_Kutipan untuk Dibaca_

"""

Sobat menganggap bahwa masalah mati itu tidak dapat membuktikan akan keberadaan Tuhan. Mati hanya menjadikan manusia sengsara dan tidak bahagia. Hal ini jelas dikatakan oleh tokoh Sobat: “Mati memang sesuatu yang tidak berbahagia (Samin, 1968: 115). Dalam menghadapi kematiannya itu, tokoh Sobat akan sedapat mungkin melawan maut. Ia akan berusaha melawan dengan penuh kesadaran agar tidak mati. Itu sebagai suatu pertanda bahwea ia hidup, Gambaran keingkaran tokoh Sobat itu terlihat dalam kutipan berikut.
Sobat:
Saya mau melihat bukti dengan kepala mata saya sendiri.
Saya mau berhadapan dengan kenyataan.
Saya mau melawan segala bentuk yang mematikan.
Saya mau melawan maut!
Ulama:
Berarti Saudara mau menyamai Tuhan.
Itu satu hal yang mustahil. Itu pekerjaan gila!

"""

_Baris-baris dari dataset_
"""

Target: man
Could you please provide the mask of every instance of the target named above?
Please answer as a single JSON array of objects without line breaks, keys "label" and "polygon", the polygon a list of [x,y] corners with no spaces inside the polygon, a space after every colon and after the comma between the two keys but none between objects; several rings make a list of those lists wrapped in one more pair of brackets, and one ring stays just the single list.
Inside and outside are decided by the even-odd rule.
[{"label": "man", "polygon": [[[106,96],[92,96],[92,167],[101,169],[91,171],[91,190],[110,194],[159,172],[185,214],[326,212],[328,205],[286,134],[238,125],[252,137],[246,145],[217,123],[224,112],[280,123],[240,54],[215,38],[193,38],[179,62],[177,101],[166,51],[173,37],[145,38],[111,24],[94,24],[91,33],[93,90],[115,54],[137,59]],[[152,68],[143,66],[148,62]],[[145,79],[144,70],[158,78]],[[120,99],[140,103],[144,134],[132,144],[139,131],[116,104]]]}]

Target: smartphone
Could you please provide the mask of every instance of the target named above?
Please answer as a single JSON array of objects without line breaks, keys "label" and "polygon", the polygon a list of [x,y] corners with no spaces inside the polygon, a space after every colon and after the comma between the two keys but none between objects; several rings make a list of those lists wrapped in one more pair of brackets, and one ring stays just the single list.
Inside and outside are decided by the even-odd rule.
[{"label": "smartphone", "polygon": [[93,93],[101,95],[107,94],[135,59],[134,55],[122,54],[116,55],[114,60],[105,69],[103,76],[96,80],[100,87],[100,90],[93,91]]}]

"""
"""

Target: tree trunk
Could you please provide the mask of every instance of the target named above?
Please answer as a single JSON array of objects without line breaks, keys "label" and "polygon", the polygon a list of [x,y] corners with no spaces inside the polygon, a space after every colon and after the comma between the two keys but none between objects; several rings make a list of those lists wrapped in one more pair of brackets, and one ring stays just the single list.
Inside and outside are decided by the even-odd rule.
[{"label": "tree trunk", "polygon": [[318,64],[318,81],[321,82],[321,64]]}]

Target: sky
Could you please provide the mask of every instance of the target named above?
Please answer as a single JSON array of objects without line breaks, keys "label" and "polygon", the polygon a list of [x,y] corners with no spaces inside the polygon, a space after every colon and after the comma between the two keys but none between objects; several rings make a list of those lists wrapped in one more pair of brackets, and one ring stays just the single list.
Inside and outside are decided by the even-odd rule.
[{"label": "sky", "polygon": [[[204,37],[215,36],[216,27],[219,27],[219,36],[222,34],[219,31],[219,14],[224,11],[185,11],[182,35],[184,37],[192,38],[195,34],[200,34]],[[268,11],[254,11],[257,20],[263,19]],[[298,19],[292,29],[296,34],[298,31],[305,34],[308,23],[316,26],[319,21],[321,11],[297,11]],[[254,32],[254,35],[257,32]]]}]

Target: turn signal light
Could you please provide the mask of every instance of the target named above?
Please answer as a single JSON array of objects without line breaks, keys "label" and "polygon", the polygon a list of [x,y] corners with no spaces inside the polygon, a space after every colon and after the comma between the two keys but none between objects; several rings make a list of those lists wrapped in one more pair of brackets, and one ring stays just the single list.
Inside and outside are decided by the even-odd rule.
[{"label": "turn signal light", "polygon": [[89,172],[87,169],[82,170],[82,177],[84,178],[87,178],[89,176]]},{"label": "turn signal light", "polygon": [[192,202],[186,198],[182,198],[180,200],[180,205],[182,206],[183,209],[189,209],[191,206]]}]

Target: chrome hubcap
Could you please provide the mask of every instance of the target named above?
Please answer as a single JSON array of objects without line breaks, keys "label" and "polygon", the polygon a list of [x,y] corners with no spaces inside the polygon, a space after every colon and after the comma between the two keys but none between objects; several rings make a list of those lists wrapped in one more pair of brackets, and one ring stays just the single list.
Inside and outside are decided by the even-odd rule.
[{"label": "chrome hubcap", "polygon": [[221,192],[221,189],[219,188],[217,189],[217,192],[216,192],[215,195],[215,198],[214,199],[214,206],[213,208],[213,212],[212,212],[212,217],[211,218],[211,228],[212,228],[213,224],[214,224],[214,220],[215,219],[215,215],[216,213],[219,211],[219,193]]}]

"""
"""

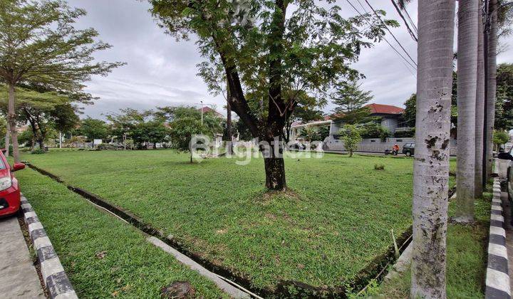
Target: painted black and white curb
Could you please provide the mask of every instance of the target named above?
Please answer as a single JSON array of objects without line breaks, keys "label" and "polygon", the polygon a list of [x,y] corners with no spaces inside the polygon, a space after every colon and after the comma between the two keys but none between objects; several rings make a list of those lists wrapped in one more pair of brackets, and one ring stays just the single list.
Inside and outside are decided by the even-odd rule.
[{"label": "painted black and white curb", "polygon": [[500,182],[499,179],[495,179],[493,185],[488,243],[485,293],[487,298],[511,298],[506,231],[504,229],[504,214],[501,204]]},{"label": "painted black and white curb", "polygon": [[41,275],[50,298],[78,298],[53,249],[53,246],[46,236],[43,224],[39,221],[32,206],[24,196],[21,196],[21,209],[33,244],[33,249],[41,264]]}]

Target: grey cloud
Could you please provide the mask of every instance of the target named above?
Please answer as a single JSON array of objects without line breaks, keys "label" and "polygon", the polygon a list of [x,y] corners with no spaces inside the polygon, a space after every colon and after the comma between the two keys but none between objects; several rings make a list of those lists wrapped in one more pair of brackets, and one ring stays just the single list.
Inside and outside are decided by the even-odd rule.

"""

_Petunjuk Tugas_
1. Salin secara persis bagian kutipan tentang tokoh Sobat, mulai dari "Saya mau melawan segala" sampai dengan "Itu pekerjaan gila!".
2. Kumpulkan setiap baris catatan yang memuat kata "white", dengan membedakan huruf besar dan huruf kecil.
Kutipan dan catatan di atas berdiri sendiri-sendiri tanpa kaitan satu sama lain.

_Jawaban Tiap Tugas_
1.
Saya mau melawan segala bentuk yang mematikan.
Saya mau melawan maut!
Ulama:
Berarti Saudara mau menyamai Tuhan.
Itu satu hal yang mustahil. Itu pekerjaan gila!

2.
Target: painted black and white curb
[{"label": "painted black and white curb", "polygon": [[500,182],[499,179],[495,179],[493,185],[488,243],[485,293],[487,298],[511,298],[506,231],[504,229],[504,214],[501,204]]},{"label": "painted black and white curb", "polygon": [[41,275],[50,298],[78,298],[53,249],[53,246],[46,236],[43,224],[39,221],[32,206],[24,196],[21,196],[21,209],[33,244],[33,249],[41,264]]}]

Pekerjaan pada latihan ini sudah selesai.